(ENTRIES SUPPLIED)
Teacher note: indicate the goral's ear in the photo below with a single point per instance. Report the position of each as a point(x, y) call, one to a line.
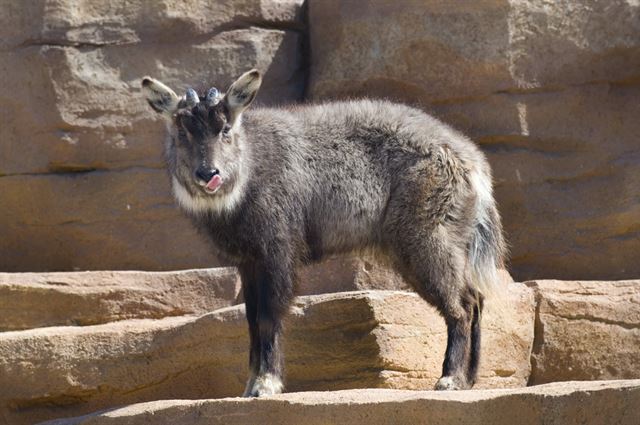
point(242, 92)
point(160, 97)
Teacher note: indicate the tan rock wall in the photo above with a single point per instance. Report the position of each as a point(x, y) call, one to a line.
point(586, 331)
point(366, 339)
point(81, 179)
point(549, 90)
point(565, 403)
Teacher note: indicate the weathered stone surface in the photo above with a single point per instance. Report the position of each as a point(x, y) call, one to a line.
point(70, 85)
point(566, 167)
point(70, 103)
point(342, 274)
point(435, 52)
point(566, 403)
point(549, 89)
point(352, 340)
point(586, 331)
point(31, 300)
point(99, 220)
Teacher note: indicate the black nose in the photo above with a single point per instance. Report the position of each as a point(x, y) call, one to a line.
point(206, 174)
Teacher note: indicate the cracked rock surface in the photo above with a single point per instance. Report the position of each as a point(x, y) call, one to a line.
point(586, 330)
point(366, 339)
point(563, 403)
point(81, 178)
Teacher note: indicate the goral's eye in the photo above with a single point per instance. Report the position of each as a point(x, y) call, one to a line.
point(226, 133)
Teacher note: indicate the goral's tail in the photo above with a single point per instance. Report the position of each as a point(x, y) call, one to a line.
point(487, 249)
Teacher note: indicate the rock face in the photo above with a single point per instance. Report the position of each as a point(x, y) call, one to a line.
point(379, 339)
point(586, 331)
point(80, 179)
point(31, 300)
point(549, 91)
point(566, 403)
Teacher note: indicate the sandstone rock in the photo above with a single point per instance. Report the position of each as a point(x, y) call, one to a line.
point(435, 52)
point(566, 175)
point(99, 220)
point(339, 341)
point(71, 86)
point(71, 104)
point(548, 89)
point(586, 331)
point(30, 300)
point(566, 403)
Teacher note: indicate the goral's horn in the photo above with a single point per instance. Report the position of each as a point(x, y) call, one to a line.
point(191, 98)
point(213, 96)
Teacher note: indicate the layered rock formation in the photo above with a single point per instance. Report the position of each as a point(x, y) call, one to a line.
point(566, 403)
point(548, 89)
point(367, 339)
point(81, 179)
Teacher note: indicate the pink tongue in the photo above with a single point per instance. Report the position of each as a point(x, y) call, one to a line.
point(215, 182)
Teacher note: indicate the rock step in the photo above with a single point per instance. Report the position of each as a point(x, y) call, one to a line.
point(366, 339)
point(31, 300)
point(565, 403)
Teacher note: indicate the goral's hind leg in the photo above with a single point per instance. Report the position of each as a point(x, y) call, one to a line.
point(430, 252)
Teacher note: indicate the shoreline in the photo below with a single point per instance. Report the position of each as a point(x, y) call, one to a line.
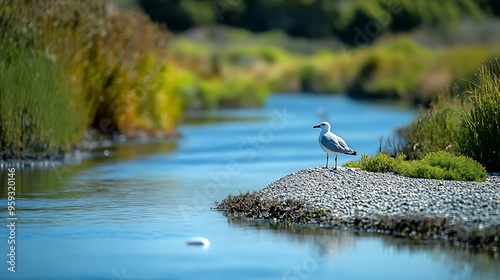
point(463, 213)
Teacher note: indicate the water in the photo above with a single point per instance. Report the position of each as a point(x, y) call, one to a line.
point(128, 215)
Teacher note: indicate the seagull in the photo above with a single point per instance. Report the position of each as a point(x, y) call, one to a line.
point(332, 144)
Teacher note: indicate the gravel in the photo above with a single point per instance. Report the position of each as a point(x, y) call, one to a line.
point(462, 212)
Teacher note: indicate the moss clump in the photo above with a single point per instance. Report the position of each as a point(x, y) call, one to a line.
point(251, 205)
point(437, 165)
(End ENTRIES SUPPLIED)
(ENTRIES SUPPLIED)
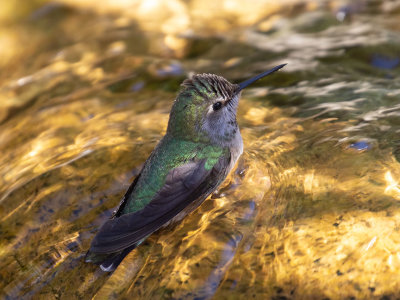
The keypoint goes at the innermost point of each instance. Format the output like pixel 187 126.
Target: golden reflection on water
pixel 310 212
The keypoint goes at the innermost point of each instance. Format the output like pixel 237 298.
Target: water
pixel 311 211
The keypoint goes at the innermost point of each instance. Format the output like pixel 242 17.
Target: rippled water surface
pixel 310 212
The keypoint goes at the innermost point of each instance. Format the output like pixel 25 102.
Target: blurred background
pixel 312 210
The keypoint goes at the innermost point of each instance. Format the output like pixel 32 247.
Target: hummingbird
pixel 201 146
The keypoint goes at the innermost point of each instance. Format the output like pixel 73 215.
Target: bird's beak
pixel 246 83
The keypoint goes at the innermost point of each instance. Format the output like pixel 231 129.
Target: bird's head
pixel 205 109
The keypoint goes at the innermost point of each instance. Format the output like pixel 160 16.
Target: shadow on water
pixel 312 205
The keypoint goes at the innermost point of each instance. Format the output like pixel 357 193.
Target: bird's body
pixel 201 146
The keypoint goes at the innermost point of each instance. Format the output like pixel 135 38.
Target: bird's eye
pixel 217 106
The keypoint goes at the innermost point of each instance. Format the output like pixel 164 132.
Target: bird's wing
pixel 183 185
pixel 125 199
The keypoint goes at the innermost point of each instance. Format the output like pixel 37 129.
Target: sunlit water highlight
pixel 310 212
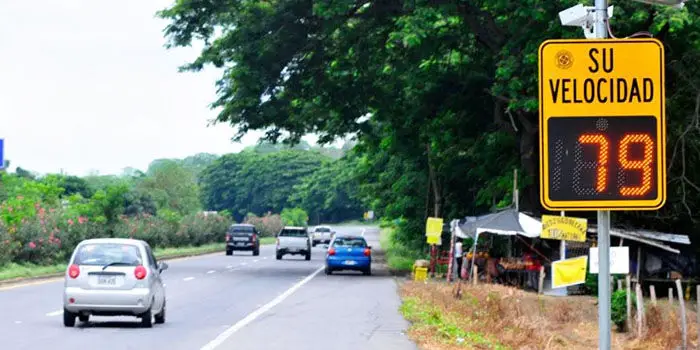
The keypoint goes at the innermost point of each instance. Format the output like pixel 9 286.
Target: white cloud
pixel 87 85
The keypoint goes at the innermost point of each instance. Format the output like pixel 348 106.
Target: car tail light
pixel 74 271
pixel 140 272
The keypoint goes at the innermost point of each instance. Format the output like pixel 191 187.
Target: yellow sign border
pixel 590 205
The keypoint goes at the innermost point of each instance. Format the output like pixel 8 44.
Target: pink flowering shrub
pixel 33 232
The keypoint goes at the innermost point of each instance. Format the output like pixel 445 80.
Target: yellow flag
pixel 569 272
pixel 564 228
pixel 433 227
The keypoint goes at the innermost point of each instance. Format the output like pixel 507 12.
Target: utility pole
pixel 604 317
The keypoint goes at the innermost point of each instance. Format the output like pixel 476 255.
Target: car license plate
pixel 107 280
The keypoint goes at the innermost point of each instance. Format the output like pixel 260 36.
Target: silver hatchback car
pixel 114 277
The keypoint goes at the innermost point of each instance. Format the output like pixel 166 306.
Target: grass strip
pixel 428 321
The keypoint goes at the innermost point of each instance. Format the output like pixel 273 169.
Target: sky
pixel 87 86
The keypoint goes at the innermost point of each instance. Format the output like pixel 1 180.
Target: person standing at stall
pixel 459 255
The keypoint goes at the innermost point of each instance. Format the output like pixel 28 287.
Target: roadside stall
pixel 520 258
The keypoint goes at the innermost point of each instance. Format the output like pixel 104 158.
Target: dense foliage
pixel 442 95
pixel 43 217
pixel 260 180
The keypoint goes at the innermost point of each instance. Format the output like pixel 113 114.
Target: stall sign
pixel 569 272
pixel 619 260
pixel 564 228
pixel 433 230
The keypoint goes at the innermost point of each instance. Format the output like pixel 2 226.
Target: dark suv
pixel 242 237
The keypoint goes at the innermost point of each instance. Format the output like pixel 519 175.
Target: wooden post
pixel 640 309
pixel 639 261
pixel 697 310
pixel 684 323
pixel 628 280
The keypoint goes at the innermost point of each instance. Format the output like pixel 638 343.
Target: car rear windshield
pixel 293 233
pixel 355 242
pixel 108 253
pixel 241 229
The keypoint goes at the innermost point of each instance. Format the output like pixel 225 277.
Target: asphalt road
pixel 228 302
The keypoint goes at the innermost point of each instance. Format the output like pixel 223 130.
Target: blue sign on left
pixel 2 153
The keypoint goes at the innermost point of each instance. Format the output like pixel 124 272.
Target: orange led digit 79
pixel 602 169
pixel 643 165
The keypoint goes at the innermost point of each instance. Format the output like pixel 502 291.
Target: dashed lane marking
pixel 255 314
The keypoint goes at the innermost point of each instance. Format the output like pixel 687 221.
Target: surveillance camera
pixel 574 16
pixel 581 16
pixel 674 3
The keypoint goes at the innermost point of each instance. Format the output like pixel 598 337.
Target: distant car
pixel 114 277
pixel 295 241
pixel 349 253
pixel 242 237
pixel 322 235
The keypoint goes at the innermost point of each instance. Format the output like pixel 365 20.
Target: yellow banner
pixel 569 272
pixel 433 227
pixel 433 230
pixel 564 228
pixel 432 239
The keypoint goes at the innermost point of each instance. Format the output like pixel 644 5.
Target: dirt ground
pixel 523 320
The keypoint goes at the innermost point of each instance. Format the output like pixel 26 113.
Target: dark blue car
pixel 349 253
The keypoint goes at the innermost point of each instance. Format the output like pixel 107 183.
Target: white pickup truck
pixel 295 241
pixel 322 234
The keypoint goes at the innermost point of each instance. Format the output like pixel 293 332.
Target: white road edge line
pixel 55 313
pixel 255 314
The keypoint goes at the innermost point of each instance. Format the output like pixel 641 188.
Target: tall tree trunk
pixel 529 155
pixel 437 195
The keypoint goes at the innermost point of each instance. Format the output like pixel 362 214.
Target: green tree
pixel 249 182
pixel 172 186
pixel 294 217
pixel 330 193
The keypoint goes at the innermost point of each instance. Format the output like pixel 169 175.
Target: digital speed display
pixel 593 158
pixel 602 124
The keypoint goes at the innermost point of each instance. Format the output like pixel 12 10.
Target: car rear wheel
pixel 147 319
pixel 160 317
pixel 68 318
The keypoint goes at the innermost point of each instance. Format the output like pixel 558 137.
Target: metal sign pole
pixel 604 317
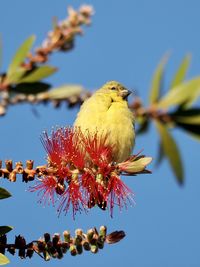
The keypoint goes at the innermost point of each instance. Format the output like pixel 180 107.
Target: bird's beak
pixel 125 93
(End ENTRIES SUPPLIED)
(ENTRIES SUPPLIED)
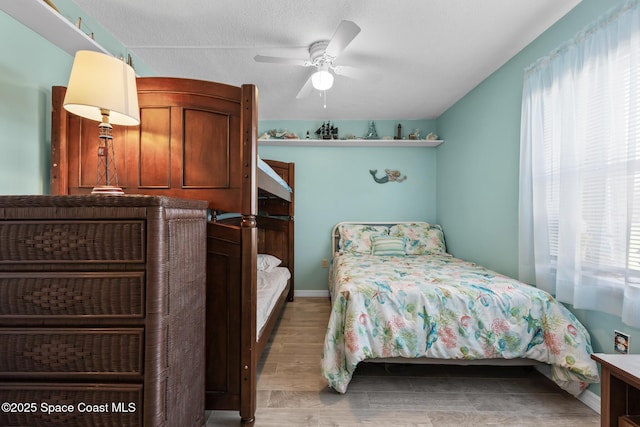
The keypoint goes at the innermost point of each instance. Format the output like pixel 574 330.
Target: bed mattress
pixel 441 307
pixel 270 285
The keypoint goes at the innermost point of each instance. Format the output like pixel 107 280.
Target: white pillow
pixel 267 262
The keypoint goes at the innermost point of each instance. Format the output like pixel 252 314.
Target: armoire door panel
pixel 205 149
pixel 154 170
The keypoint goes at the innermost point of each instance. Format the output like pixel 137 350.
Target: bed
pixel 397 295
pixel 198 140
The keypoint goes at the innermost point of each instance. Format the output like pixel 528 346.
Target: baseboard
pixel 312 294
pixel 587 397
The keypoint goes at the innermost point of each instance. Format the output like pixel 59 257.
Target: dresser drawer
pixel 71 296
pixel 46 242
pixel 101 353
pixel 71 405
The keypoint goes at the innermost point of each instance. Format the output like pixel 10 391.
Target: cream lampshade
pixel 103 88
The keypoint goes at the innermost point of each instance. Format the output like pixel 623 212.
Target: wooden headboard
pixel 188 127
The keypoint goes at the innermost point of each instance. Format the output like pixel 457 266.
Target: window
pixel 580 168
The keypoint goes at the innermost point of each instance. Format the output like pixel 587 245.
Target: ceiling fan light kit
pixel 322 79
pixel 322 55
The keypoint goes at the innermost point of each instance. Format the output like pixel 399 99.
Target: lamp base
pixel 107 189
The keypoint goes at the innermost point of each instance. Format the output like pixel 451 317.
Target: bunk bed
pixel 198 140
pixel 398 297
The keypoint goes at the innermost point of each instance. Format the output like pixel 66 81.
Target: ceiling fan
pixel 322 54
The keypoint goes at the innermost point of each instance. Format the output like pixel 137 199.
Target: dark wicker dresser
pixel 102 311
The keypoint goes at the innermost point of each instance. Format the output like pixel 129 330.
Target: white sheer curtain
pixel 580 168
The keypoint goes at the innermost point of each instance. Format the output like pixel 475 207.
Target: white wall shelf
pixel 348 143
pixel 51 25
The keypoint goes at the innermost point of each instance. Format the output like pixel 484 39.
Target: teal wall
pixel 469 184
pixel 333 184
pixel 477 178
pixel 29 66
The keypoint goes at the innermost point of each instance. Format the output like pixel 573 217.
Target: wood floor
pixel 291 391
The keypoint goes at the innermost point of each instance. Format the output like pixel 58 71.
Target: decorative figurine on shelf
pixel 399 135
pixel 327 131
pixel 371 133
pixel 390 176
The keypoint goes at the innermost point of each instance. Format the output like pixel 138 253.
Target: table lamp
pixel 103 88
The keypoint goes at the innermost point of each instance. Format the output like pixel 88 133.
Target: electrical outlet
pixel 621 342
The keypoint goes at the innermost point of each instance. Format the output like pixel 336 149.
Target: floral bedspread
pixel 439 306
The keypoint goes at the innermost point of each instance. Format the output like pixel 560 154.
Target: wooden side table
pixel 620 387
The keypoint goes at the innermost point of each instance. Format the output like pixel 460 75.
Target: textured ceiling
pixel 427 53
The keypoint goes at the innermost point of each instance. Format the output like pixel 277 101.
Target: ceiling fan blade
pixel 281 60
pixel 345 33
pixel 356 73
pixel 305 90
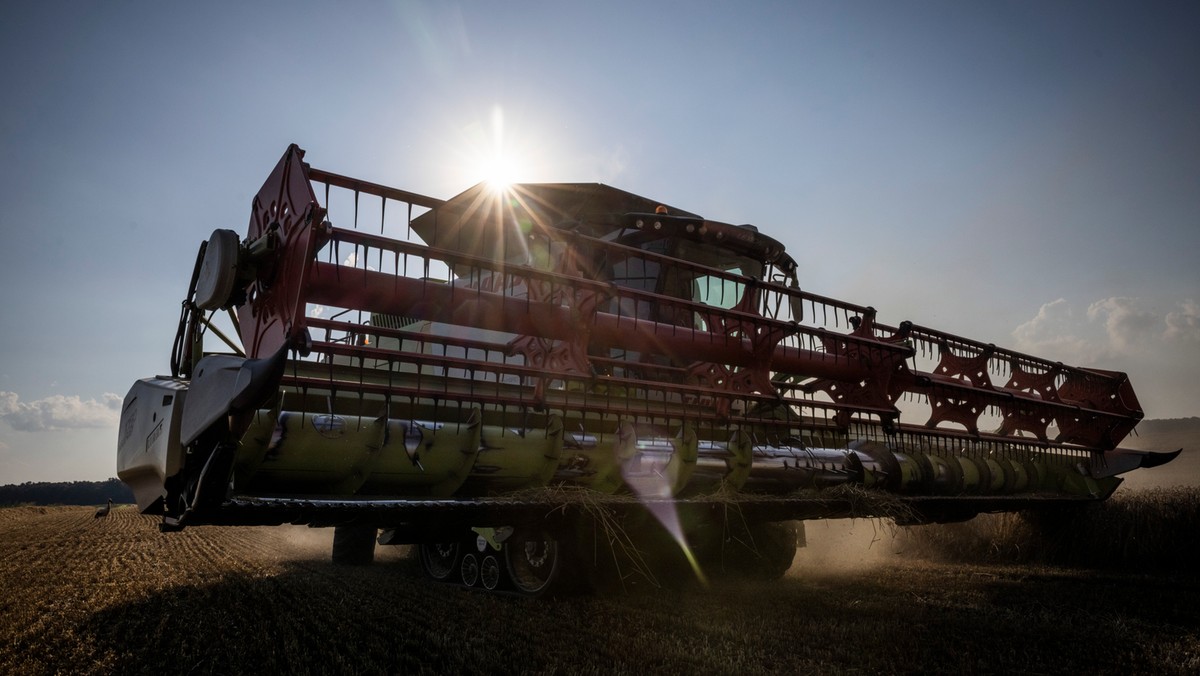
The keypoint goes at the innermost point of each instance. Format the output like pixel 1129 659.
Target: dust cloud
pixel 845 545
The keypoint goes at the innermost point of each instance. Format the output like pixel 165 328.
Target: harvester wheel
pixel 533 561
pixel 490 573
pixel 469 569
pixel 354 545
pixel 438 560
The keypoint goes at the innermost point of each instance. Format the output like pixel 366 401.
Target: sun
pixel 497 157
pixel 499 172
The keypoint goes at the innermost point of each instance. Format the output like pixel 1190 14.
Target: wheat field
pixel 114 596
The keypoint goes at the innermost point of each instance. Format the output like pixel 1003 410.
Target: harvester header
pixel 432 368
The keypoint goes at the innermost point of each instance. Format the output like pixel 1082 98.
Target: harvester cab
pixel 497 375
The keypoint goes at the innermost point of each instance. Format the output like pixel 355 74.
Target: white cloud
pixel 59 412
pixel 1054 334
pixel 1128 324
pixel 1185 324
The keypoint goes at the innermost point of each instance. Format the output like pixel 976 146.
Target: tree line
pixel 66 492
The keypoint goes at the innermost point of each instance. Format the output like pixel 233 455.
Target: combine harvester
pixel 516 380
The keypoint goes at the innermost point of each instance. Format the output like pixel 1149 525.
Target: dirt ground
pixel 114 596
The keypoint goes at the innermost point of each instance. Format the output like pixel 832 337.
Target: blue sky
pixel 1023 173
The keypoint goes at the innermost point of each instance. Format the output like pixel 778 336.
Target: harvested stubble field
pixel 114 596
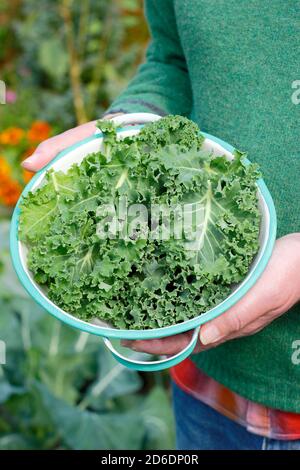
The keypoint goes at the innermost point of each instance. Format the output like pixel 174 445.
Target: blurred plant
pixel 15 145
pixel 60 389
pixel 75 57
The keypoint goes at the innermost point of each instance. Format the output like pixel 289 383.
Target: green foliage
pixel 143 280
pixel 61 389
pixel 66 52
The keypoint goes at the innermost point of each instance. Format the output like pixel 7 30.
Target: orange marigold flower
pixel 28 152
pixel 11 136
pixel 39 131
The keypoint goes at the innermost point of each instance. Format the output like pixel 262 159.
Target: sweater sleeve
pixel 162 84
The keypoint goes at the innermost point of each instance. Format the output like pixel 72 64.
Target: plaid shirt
(End ENTRIES SUPPLIED)
**WHAT YOU HAVE TO DO:** Start with the line above that contains "pixel 9 286." and end with the line that contains "pixel 28 287.". Write out those lines exactly, and only those.

**ANSWER TO THE EXERCISE:**
The keypoint goes at the innermost point of each instance. Format the output like pixel 9 286.
Target: white cloud
pixel 87 85
The keypoint goes at the innermost point of each instance. Format the output like pixel 348 106.
Target: car tail light
pixel 74 271
pixel 140 272
The keypoint goes at the innermost point of each instance. Format the output like pixel 191 187.
Target: yellow sign border
pixel 590 205
The keypoint goes at the innermost point of each instance. Format the output like pixel 8 44.
Target: pink flowering shrub
pixel 33 232
The keypoint goes at the innermost point of each instance. Format the output like pixel 445 80.
Target: yellow flag
pixel 569 272
pixel 564 228
pixel 433 227
The keypoint goes at the innermost point of each instance. Format the output like pixel 507 12.
Target: utility pole
pixel 604 317
The keypoint goes at the innermost point of each instance. Format the output like pixel 476 255.
Target: car license plate
pixel 107 280
The keypoint goes at the innermost point of each instance. Format the output like pixel 260 36.
Target: silver hatchback car
pixel 114 277
The keypoint goes at the innermost point of each instance. Format the output like pixel 166 306.
Target: grass strip
pixel 428 321
The keypoint goes at the innermost point of each instance. Format the output like pixel 273 169.
Target: sky
pixel 87 86
The keypoint goes at the innermost point of each instance. Format the output like pixel 1 180.
Target: person standing at stall
pixel 459 255
The keypoint goes at the innermost point of each instance. Format the output like pixel 28 287.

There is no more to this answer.